RECORD LIST -
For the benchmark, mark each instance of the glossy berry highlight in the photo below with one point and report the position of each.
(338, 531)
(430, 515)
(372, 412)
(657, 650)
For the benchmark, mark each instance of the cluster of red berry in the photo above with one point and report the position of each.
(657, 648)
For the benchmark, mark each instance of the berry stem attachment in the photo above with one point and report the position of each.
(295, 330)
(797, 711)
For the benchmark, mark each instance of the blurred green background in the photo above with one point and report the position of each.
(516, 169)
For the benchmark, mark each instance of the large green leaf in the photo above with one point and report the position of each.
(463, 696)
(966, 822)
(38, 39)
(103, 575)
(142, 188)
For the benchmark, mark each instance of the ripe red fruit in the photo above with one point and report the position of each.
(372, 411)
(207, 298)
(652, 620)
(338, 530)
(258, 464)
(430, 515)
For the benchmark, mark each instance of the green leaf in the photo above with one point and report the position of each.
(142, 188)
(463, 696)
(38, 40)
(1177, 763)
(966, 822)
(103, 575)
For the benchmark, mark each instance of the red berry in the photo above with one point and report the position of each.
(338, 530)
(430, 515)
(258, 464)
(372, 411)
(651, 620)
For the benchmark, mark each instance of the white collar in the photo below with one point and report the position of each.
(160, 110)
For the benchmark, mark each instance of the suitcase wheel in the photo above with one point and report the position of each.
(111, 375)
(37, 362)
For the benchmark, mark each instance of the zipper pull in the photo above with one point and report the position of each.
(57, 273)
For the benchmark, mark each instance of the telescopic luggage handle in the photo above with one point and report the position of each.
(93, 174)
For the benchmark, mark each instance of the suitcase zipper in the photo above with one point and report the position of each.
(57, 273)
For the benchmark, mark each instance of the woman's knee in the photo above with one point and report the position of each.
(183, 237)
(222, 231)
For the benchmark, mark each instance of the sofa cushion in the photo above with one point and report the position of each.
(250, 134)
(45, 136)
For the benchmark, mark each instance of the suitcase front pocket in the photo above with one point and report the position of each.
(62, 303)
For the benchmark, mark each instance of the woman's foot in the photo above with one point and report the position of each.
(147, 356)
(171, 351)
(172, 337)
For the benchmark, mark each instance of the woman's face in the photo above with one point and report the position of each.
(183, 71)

INSTRUCTIONS FOR THE TASK - Reproduce every line above word for word, in the same order.

RESULT FOR THIS TASK -
For the benchmark, mark each instance of the glossy berry highlight in the photo below with one point and report the position of each.
(338, 531)
(430, 515)
(372, 412)
(657, 650)
For the benchmark, mark each instance of the cluster of red berry in the photo above with one point and report the position of each.
(657, 648)
For the benchmark, mark each instance of the berry stem attachment in the photo above with one point and report the position of each.
(295, 330)
(797, 711)
For the benchmark, mark each instance of the blurred green background in the photo above with one point and report the position of each.
(516, 169)
For the benchmark, mark each instance of the large green leaf in the photo above with one point and report the position of each.
(463, 696)
(966, 822)
(38, 39)
(103, 575)
(142, 188)
For the benchmark, mark each instance of the ripe red fruit in the photo above with one point and report the position of each.
(372, 411)
(207, 298)
(652, 620)
(338, 530)
(258, 464)
(430, 515)
For the benchmark, mark each instance of the green leaf in the photo above with one point and report the position of each.
(142, 188)
(463, 696)
(38, 40)
(1177, 763)
(966, 822)
(103, 575)
For the benchmark, mark each instance of the red berry in the photo above with one point and report the position of each.
(338, 530)
(430, 515)
(258, 464)
(372, 411)
(651, 620)
For the benchmark, mark each instance of the white collar in the photo below with one point and report the position of each.
(160, 110)
For the benchmark, mark each instance of the suitcase wheel in the photo above with one point and report the position of each.
(111, 375)
(37, 362)
For the benchmark, mark each instance of the zipper pull in the photo above with one point and report the position of each.
(57, 273)
For the benchmark, mark each instance of the telescopic luggage handle in the photo above with one point and report the position of each.
(93, 174)
For the benchmark, mark each instance of the suitcase zipper in the photo above with one point and report the position of each.
(57, 273)
For the benchmark, mark each instance of the woman's knee in the photo above with one point and report the position of each.
(183, 237)
(222, 231)
For the benchmark, mark each instance of the sofa cushion in the photo above with one point and report the position of each.
(250, 134)
(45, 136)
For the benchmark, mark each instance of the suitcase front pocket in the photo above with one point and report the position of each.
(62, 303)
For the benchmark, mark each instance of the woman's foot in the photo above with one point and report the position of each.
(147, 356)
(171, 351)
(172, 337)
For the benchmark, mark each instance of the woman's face in the photo above with one point and report the position of each.
(183, 71)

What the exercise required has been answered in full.